> _本文抜粋_
「お客様から量販店に寄せられる意見のなかに、『出先でも飲めるように温かい水を置いてほしい』という声が増えているとの報告が上がっていました。同様の声はSNSでもしばしば見受けられ、一定のニーズがあることは認知していました」

 こうした白湯へのニーズが存在するとわかりつつも、アサヒ飲料の社内では「2014年に一度失敗しているのに、いま再販して本当に売れるのか」という声も少なからず存在したそうだ。

「しかし、外部の調査会社のデータによると、2009年には『白湯の飲用経験率』が11.8%ほどだったのが、2022年には61.0%と、約5倍の伸び率になっていました。白湯は女性が飲むことが多いと思われがちですが、男性に絞っても10.4%(2009年)から54.4%(2022年)の伸びに。この結果から、白湯は性別に関係なく幅広いターゲット層に向けて訴求できると考え、開発に踏み切りました」

白湯のペットボトルを
再販した狙い

 では、2009年から2022年で白湯の飲用経験者の割合が大幅に増えたのは、どんな理由があるのだろうか。

「最も大きな理由は、健康意識の高まりから“白湯”という言葉自体が浸透してきたことです。一般的に白湯が美容や健康にいいと認知されはじめたことで、白湯を生活の一部に取り入れたいと思う人が増えていると感じています。そのため今回は、2014年時点では商品名に入っていなかった『白湯』という文字を前面に打ち出したパッケージデザインにしました」

 白湯を飲むことで血の巡りがよくなり、基礎代謝の向上や便秘・冷え性の改善、美肌効果などがあることは、若年層から高齢者まで幅広い世代に普及してきている。

> _出題_
上の本文によると、2022年の男性の「白湯の飲用経験率」は何%ですか。

> _記録抜粋_
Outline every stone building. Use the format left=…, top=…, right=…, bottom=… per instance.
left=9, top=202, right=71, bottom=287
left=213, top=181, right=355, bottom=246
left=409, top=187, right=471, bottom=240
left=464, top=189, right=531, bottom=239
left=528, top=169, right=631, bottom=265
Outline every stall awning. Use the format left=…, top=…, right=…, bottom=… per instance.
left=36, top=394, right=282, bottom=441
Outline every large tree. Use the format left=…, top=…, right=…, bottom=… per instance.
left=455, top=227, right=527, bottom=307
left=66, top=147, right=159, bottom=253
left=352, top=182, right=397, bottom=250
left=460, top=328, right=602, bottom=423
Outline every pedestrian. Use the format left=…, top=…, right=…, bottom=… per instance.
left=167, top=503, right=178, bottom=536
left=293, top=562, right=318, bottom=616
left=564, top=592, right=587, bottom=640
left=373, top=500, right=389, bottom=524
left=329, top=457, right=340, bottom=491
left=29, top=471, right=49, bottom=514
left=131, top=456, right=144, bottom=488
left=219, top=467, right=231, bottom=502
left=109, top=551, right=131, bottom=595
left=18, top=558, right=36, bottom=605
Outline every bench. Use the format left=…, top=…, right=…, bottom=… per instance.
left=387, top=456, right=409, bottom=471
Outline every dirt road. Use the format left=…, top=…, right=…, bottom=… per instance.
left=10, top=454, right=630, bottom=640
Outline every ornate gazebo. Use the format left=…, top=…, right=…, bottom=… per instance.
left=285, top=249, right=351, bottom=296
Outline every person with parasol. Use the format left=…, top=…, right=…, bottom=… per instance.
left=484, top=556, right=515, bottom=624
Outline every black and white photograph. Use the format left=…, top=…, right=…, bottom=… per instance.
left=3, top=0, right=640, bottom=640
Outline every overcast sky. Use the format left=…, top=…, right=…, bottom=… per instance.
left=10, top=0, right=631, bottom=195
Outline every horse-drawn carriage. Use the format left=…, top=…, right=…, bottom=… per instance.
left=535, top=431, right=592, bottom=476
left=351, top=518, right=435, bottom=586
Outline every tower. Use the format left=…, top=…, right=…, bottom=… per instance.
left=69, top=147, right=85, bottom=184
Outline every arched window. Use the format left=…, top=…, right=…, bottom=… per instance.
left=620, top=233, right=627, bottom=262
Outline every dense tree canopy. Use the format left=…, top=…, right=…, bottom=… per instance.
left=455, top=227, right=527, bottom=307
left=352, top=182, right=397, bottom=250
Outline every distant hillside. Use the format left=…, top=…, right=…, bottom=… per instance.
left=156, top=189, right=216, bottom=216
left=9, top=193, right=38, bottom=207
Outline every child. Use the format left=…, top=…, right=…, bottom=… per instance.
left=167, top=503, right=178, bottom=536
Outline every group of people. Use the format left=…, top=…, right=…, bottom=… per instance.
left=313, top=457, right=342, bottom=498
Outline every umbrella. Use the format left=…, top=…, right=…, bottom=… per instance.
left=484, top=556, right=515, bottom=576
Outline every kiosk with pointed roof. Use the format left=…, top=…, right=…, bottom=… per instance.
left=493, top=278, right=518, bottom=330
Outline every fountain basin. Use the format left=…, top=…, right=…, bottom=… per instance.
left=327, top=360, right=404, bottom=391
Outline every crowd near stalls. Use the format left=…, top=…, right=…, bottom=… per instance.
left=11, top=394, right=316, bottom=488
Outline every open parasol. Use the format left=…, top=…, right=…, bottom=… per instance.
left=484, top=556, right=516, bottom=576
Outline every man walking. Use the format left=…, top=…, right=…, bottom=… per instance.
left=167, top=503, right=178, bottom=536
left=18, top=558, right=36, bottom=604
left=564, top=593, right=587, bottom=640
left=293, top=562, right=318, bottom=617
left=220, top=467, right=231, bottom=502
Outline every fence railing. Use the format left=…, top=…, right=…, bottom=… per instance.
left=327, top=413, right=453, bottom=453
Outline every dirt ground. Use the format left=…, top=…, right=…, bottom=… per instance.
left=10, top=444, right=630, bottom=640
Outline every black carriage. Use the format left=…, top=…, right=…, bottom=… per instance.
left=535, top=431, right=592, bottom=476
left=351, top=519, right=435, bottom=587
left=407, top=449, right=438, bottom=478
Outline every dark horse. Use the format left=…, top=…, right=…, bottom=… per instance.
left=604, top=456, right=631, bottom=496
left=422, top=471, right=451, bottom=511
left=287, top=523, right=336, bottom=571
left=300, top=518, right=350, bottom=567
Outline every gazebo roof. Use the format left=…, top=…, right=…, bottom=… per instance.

> _解答_
54.4%です。